━━━ DOCUMENT ━━━

Later reinterpretation
In various esoteric texts, an association between Lisin and fire and burning developed. An explanatory text, referred to as The Weapon Name Exposition by Alasdair Livingstone, includes an invented Akkadian etymology of Lisin's name. The deity, in this case treated as male, is described as "he who burns with fire" and "he who burns on an offering," relying on the use of the first sign of the name to write the verb qalû, "to burn," and the second one to represent the nouns izi and išātu, "fire." A third explanation of the name provided, "the handsome one, the burning one," relies on explaining the first sign as banû, and on treating izi, the value previously established for the second one as analogous to qalû.

According to Markhan Geller, an Udug Hul incantation in which Lisin, in this text referred to as a goddess, appears when ingredients needed for the ritual are cooked might also depend on the association with fire. The fact that an esoteric text which equates deities with various materials and objects assigns white fumes to Lisin is also presumed to depend on a similar invented etymology.

━━━ DATASET ━━━

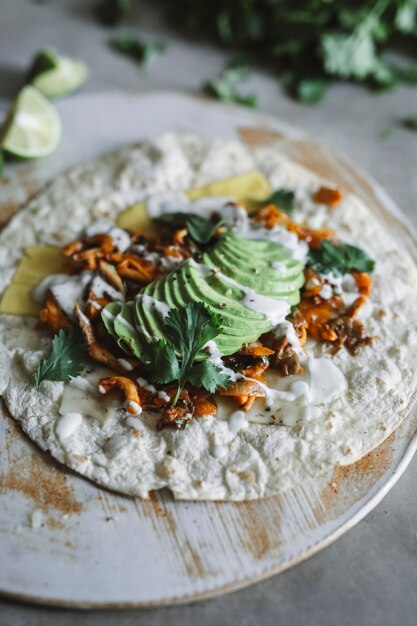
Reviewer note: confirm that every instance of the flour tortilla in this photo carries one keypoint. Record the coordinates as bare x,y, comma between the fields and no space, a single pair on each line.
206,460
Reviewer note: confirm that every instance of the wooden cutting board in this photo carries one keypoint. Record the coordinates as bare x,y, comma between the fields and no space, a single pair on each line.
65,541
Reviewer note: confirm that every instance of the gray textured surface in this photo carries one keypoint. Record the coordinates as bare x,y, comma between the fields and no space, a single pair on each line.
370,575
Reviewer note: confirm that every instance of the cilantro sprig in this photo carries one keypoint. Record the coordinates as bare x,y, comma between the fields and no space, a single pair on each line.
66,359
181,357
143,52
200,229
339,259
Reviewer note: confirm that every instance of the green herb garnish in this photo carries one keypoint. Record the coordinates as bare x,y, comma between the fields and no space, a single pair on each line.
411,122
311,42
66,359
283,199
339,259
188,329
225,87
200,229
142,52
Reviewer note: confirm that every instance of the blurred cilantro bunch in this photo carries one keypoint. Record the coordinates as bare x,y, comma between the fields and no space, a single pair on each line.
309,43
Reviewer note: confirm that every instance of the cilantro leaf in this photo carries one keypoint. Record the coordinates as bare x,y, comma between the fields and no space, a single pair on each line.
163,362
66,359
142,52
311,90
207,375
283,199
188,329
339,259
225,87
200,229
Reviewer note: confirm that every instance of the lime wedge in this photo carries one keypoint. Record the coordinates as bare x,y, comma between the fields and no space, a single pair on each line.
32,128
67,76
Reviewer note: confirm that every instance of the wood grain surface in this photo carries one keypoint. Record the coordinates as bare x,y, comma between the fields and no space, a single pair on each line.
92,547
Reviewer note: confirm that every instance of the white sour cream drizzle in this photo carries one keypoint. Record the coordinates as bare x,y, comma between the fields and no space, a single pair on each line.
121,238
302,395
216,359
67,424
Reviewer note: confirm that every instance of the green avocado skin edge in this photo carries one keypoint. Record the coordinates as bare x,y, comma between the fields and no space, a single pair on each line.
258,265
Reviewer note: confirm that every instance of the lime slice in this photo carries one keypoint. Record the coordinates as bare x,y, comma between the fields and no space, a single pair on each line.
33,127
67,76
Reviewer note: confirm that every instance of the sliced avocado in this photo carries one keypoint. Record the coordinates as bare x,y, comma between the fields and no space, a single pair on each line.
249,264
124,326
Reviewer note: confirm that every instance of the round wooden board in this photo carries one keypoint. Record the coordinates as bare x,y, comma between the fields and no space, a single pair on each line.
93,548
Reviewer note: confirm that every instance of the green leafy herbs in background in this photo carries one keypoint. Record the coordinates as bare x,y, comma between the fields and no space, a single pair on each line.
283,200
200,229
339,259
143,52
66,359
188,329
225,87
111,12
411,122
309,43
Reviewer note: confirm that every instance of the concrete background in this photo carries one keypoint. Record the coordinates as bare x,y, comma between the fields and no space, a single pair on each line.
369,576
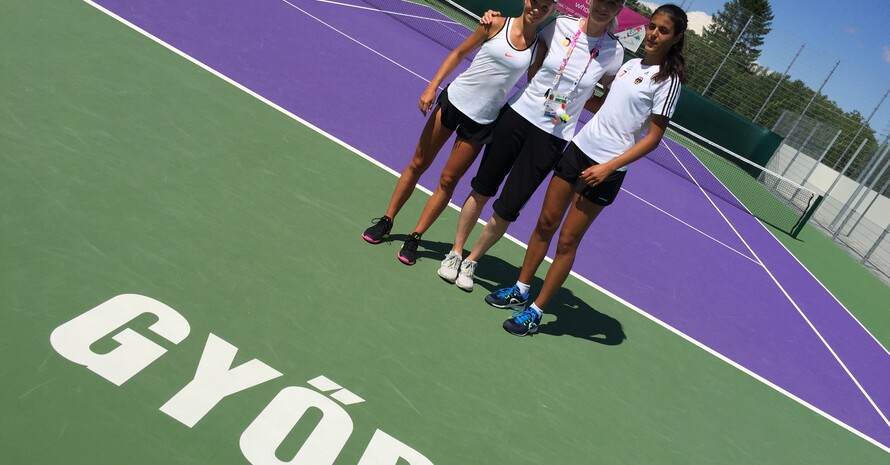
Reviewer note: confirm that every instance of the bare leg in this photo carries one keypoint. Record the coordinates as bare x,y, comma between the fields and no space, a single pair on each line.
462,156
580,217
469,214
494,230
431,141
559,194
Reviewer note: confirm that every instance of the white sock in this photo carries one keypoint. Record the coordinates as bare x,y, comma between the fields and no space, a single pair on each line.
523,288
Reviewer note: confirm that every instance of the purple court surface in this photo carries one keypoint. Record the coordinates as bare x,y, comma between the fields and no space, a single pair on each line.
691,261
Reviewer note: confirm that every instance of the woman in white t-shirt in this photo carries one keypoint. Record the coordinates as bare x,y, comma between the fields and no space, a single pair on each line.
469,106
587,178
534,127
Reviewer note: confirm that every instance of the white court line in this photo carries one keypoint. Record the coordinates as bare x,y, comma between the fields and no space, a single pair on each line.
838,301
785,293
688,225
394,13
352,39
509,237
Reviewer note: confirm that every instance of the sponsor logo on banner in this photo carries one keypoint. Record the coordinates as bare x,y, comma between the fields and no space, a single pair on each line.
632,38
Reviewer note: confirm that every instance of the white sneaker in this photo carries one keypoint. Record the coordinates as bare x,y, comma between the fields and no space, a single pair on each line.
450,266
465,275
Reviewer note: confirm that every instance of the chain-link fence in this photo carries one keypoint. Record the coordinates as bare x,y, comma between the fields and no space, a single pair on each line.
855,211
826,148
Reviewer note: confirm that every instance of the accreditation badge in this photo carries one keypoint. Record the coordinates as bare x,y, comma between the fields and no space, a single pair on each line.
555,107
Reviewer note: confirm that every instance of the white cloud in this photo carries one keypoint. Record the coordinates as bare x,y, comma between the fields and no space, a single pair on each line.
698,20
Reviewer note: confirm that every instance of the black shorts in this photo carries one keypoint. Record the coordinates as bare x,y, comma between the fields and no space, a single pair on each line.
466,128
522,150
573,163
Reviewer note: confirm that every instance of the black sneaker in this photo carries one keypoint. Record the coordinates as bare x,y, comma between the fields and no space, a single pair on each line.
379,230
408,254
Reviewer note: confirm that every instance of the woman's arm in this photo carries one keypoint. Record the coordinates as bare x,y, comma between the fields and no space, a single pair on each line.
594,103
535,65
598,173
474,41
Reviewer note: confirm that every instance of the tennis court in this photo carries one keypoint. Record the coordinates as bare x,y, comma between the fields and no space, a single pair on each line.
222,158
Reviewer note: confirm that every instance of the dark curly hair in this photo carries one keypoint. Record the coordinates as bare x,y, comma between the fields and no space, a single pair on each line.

━━━

» REQUESTS
[a] In the text on Lisin, what does the esoteric text that equates deities with materials and objects assign to Lisin?
[b] In the text on Lisin, swap "invented" for "fabricated" and write out the section from "Later reinterpretation" up to and including "analogous to qalû.".

» REPLIES
[a] White fumes.

[b]
Later reinterpretation
In various esoteric texts, an association between Lisin and fire and burning developed. An explanatory text, referred to as The Weapon Name Exposition by Alasdair Livingstone, includes an fabricated Akkadian etymology of Lisin's name. The deity, in this case treated as male, is described as "he who burns with fire" and "he who burns on an offering," relying on the use of the first sign of the name to write the verb qalû, "to burn," and the second one to represent the nouns izi and išātu, "fire." A third explanation of the name provided, "the handsome one, the burning one," relies on explaining the first sign as banû, and on treating izi, the value previously established for the second one as analogous to qalû.